### Activity
Your reply must be the number of lines in the entries that hold the word "wall", and nothing else.
START Supplied material
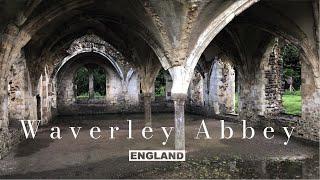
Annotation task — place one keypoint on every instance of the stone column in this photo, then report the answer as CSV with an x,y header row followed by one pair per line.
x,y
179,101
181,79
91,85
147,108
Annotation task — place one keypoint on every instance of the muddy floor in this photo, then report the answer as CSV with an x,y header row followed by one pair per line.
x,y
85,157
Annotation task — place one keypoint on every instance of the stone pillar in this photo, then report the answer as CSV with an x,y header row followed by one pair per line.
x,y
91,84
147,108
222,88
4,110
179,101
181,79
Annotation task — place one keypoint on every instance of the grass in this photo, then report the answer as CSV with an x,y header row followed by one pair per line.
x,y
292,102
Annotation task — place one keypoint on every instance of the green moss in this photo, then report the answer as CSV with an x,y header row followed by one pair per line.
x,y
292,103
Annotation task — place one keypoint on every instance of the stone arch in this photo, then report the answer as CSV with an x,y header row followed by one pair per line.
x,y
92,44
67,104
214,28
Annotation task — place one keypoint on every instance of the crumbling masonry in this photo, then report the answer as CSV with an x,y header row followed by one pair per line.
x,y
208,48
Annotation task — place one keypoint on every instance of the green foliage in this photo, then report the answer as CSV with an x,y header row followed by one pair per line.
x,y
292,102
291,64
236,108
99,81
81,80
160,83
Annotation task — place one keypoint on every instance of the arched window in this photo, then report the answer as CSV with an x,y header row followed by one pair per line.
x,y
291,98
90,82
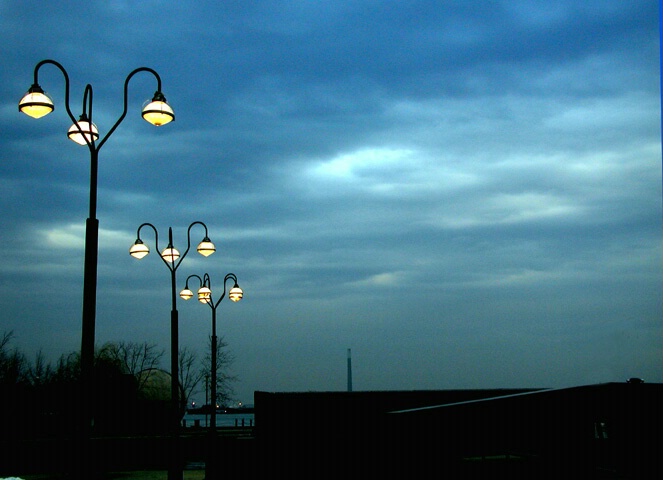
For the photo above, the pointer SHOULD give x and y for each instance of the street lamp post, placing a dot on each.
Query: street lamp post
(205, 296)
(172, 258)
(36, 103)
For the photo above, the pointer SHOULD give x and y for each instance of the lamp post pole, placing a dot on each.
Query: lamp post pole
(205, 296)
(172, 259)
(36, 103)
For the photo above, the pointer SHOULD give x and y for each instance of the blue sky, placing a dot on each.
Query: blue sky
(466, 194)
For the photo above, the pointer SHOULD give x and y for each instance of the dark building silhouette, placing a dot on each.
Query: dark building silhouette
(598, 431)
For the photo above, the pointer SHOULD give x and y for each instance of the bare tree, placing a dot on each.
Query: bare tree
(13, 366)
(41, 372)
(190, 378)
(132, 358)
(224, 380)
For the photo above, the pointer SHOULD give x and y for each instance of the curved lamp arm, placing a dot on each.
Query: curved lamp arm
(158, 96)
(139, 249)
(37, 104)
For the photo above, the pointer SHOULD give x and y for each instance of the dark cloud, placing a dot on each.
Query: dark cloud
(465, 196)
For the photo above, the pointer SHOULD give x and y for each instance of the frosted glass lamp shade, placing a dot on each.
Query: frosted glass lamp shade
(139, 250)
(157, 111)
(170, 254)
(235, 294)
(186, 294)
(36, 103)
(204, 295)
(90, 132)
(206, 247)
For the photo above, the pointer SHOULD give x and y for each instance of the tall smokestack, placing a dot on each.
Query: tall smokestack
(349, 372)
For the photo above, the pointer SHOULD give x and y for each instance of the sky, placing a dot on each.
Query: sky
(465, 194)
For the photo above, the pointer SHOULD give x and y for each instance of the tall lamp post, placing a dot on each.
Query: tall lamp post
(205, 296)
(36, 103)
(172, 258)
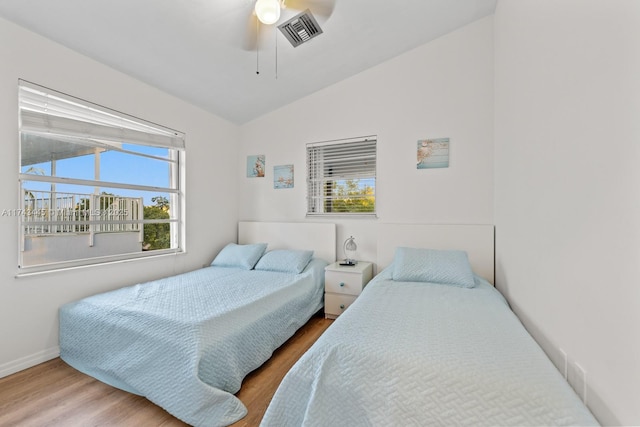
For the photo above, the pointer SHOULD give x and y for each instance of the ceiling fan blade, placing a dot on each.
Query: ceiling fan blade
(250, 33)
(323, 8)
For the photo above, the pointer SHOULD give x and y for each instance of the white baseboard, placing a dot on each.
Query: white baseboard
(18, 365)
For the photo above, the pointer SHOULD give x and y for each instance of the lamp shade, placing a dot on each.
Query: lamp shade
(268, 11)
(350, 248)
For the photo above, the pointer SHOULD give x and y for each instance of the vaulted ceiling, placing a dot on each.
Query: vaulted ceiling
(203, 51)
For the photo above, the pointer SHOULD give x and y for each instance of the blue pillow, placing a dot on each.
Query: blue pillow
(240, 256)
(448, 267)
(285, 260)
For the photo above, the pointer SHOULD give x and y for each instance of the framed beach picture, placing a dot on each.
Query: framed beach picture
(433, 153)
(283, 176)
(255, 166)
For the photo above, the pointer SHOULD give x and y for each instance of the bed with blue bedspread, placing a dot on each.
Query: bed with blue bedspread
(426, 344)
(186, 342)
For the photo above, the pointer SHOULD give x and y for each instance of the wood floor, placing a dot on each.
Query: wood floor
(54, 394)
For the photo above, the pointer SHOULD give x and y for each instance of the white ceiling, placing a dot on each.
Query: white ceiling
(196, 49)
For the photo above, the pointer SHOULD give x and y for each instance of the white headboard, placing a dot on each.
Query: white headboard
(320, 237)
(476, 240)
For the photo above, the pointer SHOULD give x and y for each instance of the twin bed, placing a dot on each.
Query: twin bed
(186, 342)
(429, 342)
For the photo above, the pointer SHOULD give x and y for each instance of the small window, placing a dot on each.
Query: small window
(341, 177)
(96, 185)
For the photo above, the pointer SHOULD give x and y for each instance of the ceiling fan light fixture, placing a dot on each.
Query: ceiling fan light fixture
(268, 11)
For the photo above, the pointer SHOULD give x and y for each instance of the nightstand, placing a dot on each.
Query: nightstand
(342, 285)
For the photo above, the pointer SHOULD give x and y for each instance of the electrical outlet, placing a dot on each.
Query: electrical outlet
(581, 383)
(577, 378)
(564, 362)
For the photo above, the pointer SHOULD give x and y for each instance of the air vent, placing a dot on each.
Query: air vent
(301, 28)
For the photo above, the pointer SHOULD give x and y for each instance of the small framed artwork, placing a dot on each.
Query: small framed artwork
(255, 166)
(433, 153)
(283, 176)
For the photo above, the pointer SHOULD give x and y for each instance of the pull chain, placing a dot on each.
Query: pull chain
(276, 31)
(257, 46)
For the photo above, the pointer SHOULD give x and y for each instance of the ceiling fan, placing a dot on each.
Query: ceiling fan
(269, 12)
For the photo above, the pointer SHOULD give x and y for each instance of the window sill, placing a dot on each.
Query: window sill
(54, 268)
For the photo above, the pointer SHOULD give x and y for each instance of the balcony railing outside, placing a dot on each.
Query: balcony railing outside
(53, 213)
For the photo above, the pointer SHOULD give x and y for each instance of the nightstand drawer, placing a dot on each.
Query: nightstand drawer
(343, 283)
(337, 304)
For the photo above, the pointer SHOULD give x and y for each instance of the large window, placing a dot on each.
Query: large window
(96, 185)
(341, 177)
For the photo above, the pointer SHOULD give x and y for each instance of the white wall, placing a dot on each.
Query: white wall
END Supplied material
### Response below
2